CHALLENGES:
- a) Name every unit that the passage on the DUMRN network assigns to its detection module or its reinforcement module.
- b) Pick up the passage on the DUMRN network after its final sentence and keep writing.

PASSAGE:
◇ ◇ ◇ ◇
Qin et al. [36] proposed a method that divided the task into two parts, but optimized the edges without taking into account the loss of fine structure and the interference of the complex background. Inspired by the BASNet [36] structure, we propose a double U-shaped multireinforced unit structure network (DUMRN) to solve the above two problems simultaneously. This network can achieve a fine prediction of object boundary and accurate saliency object detection under the complex background. The main contributions of this paper include the following:(1)We propose a new detection module which includes an information processing unit, a dual-flow branch unit, and a semantic reinforcement unit. The information processing unit is used to control the amount of information flowing from each encoder block to the decoder while enhancing the effective information and suppressing the irrelevant information. The dual-flow branch unit is used to fuse the output of the information processing unit and the supplementary branch optimizing the residual information of the trunk branch. The semantic reinforcement unit makes full use of the top-level semantic information and integrates multilevel context information to obtain more accurate spatial information and fine boundary information.(2)We propose a new reinforcement module. It includes a feature reinforcement unit and a heat map unit. The feature reinforcement unit further fuses the information in the output preliminary salient map through a U-shaped encoder-decoder structure. The heat map unit uses the improved activation function to delimit the feature map.(3)We design a loss function for salient object detection. It combines a salient loss of binary cross-entropy (BCE), a structural similarity (SSIM), and an IoU loss and can learn from real ground information at pixel, patch, and map levels.
◇ ◇ ◇ ◇
DATA SECTION:
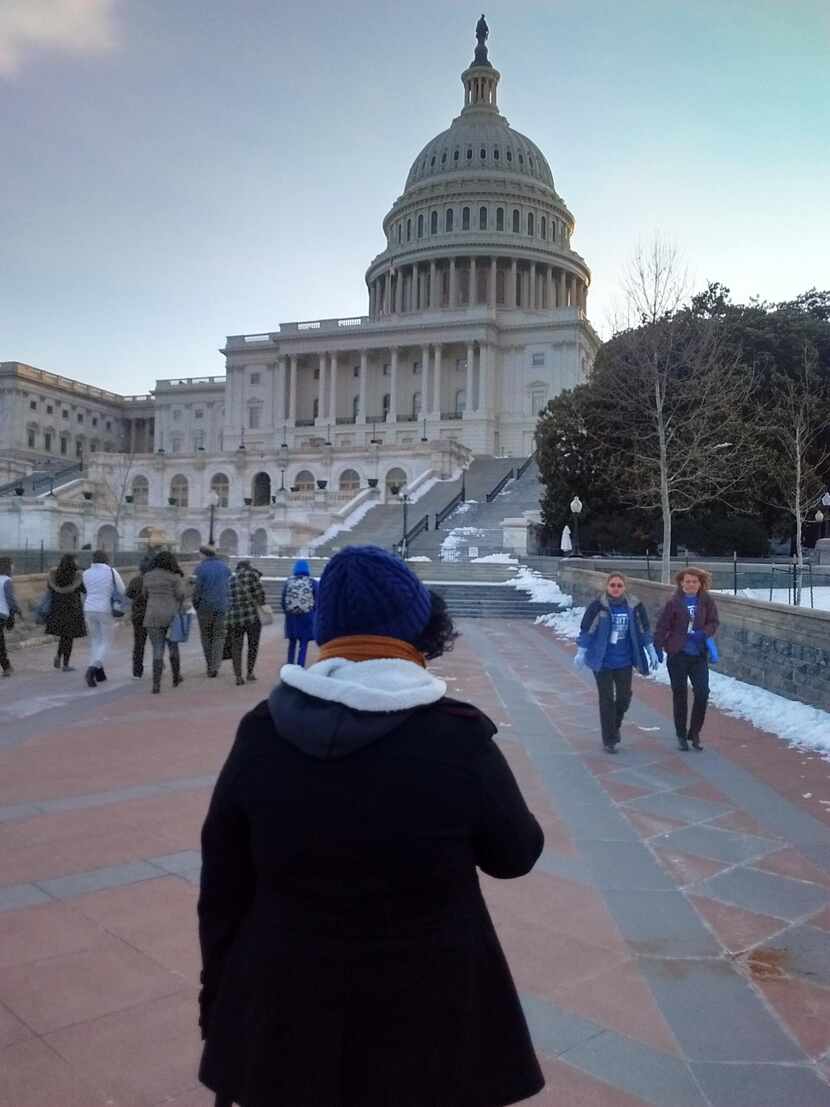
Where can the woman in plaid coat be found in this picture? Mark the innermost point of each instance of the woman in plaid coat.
◇ ◇ ◇ ◇
SOLVED TASKS:
- a)
- Information processing unit
- Dual-flow branch unit
- Semantic reinforcement unit
- Feature reinforcement unit
- Heat map unit

- b)
2. Materials and Methods

Because encoder-decoder structures can make full use of context features in salient object detection, two encoder-decoder structures are designed to form a double U-shaped network, which is divided into the detection module (DM) and reinforcement module (RM) as shown in Figure 3.

Figure 3

DUMRN architecture. The network is divided into a detection module and a reinforcement module. The detection module includes an information processing unit, a dual-flow branch unit, and a semantic reinforcement unit. The reinforcement module includes a heat map unit and a feature reinforcement unit. DM represents the detection module, RM represents the reinforcement module, E_i and S_i represent convolution layers of the encoder, D_i, and represent convolution layers of the decoder, and T_i represents transition convolution layers with the same size as E_i.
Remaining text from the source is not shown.